╭─ DATA SHOWN

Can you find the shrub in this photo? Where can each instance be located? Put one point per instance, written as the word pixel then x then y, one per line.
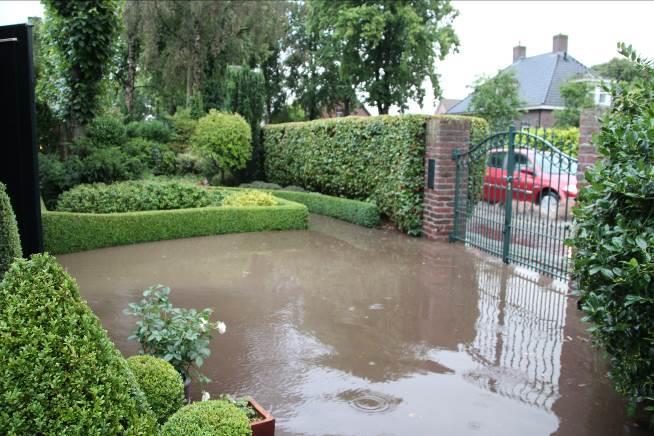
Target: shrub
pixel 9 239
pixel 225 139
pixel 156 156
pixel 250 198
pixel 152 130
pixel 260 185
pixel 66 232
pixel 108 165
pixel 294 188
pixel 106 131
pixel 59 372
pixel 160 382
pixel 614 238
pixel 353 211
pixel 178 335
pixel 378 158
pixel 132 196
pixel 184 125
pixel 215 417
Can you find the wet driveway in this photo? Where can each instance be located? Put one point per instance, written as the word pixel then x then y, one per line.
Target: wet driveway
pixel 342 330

╰─
╭─ DATA SHOWN

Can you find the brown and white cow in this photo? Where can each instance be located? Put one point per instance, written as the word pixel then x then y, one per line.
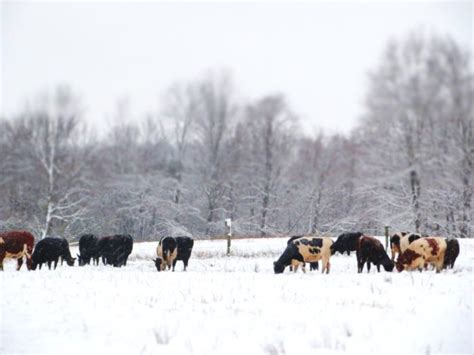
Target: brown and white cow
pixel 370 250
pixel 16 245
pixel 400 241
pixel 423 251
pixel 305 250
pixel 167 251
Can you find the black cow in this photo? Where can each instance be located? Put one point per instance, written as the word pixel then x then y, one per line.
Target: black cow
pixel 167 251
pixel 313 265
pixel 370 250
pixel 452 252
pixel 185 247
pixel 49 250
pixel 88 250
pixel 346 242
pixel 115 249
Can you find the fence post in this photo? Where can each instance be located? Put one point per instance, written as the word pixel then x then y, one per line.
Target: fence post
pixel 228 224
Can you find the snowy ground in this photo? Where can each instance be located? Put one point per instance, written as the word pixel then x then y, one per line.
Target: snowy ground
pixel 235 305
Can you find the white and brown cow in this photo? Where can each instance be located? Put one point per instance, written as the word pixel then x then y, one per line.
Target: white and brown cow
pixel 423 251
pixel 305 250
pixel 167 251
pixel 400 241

╰─

GIVEN REQUEST:
Put the lines of the material above into a JSON list of strings, one string per line, starting at the line that contains "Can you find the shrub" and stopping after the line that contains "pixel 342 330", with blank lines left out. Leave the pictures out of the list.

RESULT:
[
  "Can you find the shrub in this photo? Where can each instance be located? Put one point per instance, written as the word pixel then x then y, one per line.",
  "Target: shrub",
  "pixel 9 239",
  "pixel 225 139",
  "pixel 156 156",
  "pixel 250 198",
  "pixel 152 130",
  "pixel 260 185",
  "pixel 66 232",
  "pixel 108 165",
  "pixel 294 188",
  "pixel 106 131",
  "pixel 59 372",
  "pixel 160 382",
  "pixel 614 238",
  "pixel 353 211",
  "pixel 178 335",
  "pixel 378 158",
  "pixel 132 196",
  "pixel 184 125",
  "pixel 215 417",
  "Can you find the wet driveway in this photo? Where can each instance be located? Put one point per instance, written as the word pixel then x then y, one per line.",
  "Target: wet driveway",
  "pixel 342 330"
]